From the records, pick out and copy each line containing "briefcase".

> [MATERIAL PROVIDED]
:::::

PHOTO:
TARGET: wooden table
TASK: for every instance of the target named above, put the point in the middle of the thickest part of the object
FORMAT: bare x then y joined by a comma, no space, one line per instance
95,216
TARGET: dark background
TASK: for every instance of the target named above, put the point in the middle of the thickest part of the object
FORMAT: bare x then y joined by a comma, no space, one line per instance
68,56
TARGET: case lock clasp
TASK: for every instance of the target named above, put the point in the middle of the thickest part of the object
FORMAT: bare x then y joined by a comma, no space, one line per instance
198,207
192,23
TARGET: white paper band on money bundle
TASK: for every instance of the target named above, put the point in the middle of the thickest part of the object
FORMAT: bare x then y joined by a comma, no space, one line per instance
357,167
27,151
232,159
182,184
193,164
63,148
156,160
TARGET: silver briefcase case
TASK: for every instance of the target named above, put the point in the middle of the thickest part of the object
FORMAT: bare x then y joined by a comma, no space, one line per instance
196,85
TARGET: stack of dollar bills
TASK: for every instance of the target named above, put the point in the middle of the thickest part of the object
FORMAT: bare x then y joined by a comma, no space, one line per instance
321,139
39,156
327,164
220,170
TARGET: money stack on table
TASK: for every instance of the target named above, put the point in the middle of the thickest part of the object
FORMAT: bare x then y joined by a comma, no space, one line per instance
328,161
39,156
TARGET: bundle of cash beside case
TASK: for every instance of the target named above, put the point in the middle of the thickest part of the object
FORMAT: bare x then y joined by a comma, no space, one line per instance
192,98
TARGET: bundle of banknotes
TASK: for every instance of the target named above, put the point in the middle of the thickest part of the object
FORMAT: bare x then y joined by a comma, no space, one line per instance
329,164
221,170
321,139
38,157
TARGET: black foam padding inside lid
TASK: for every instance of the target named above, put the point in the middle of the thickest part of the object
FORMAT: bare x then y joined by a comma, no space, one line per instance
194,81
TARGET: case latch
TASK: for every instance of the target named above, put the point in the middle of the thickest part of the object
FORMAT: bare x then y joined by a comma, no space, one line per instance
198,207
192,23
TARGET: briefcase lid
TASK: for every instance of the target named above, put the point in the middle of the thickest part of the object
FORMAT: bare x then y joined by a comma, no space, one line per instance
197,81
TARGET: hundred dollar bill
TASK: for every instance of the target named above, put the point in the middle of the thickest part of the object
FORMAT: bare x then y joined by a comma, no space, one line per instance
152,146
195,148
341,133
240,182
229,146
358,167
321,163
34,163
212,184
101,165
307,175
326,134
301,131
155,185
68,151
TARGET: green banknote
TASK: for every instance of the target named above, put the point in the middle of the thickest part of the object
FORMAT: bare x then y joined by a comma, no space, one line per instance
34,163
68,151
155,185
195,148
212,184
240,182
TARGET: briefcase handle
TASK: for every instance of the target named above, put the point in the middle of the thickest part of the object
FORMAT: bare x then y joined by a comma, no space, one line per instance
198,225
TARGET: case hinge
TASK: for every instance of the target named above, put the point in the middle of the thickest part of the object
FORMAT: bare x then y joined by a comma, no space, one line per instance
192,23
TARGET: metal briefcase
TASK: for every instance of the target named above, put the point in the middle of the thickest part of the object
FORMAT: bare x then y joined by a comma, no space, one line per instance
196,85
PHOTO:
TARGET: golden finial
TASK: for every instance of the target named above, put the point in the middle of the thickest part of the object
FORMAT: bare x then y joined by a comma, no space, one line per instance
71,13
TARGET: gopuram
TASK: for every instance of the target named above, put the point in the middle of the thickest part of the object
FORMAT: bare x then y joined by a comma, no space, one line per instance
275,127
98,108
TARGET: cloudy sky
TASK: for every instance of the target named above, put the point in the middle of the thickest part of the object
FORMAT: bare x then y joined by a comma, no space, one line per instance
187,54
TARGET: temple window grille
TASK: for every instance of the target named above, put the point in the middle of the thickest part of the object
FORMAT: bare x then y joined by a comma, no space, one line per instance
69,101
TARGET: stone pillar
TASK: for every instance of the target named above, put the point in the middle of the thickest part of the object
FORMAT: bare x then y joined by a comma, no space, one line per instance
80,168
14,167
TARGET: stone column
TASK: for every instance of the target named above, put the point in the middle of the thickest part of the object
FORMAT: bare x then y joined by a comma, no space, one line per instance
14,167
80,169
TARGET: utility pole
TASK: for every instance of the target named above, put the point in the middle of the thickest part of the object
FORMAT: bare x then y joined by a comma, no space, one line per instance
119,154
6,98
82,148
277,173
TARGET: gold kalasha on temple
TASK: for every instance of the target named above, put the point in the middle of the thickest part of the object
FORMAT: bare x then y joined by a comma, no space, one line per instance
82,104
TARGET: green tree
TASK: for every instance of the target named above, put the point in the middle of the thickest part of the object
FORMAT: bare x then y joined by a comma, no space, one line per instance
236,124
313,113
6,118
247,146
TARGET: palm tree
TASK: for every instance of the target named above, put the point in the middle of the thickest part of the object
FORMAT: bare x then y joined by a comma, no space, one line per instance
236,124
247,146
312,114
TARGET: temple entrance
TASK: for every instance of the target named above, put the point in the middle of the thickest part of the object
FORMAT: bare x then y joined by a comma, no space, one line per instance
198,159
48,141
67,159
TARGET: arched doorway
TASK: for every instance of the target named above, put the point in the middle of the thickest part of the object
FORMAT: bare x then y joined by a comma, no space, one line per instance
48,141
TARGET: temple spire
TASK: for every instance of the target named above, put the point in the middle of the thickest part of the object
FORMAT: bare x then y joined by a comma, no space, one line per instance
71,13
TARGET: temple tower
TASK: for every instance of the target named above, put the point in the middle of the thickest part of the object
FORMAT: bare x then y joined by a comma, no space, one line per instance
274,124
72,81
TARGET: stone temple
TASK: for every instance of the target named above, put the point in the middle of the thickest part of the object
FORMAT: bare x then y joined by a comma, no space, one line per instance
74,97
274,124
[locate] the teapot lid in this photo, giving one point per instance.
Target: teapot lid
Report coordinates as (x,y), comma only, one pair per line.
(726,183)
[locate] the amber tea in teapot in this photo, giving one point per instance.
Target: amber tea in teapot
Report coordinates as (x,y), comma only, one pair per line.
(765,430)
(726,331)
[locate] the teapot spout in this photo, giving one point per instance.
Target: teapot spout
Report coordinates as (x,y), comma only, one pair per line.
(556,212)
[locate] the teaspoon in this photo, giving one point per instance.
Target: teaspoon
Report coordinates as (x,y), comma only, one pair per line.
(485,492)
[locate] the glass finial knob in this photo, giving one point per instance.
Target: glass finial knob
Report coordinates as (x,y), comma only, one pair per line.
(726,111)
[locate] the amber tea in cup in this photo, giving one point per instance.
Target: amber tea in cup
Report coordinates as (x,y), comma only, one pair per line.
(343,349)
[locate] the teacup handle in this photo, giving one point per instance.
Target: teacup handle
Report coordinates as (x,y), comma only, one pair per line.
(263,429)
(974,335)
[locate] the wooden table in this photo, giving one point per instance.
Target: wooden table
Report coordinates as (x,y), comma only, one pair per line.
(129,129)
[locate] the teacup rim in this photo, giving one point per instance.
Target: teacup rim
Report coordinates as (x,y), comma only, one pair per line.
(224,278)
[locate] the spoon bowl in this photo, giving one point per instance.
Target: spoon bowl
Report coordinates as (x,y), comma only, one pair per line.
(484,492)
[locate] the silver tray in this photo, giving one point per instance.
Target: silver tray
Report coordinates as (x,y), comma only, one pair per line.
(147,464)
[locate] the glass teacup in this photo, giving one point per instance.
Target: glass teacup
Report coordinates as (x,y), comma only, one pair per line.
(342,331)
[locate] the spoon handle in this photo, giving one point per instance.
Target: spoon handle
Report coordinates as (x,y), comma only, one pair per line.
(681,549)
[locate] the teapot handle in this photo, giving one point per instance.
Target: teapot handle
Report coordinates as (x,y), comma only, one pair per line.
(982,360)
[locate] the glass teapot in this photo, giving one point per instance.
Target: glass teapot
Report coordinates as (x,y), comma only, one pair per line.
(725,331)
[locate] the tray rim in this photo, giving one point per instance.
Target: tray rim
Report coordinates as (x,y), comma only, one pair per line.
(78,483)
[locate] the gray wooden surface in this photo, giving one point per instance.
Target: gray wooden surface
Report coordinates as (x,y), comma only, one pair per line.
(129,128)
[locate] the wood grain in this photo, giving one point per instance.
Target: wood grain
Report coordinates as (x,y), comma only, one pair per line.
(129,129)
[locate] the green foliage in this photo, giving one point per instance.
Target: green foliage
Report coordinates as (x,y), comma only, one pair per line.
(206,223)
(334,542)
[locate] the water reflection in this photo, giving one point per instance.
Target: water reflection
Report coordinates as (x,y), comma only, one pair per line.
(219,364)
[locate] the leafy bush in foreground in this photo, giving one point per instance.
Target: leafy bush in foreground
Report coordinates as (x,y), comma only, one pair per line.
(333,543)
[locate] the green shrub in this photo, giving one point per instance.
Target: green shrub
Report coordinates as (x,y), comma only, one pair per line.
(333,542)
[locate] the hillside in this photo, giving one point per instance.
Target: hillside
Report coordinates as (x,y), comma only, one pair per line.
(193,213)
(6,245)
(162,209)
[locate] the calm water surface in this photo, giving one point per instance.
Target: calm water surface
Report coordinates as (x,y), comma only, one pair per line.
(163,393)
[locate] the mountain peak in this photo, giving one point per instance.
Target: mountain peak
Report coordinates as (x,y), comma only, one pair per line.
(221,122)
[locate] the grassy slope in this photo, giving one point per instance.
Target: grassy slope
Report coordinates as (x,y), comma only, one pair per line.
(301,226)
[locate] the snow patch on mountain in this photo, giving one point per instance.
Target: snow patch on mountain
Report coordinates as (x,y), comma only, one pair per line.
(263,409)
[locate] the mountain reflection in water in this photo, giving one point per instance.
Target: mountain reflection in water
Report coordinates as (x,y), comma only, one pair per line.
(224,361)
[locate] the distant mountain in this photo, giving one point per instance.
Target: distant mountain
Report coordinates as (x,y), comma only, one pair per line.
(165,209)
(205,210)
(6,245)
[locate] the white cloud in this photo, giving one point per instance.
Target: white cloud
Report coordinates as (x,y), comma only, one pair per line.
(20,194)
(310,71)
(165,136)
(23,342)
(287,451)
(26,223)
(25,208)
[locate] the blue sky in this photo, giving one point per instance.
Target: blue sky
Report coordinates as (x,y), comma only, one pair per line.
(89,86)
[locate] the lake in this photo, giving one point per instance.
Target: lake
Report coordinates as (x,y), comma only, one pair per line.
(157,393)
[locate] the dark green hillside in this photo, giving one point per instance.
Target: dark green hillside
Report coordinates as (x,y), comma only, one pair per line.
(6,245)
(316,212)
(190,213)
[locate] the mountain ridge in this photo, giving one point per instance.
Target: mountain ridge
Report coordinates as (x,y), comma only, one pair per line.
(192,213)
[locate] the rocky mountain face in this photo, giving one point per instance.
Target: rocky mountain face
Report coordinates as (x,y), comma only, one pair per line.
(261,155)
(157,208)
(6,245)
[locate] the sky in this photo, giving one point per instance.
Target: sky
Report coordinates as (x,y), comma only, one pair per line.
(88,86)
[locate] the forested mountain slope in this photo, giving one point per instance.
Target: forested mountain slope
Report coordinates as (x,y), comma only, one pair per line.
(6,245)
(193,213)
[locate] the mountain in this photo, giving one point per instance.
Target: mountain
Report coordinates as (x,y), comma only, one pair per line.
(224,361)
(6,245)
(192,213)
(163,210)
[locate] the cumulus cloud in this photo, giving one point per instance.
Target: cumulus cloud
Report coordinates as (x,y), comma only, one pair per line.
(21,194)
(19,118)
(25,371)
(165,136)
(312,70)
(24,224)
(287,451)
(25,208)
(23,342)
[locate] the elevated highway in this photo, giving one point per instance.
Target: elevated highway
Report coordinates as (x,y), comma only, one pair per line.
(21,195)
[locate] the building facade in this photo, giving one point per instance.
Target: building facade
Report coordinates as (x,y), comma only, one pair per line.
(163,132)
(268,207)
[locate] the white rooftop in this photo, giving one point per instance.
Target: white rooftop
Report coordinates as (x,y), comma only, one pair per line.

:::::

> [SOLUTION]
TARGET: silver briefcase case
TARGET: briefcase lid
TARGET: briefcase handle
TARGET: metal briefcase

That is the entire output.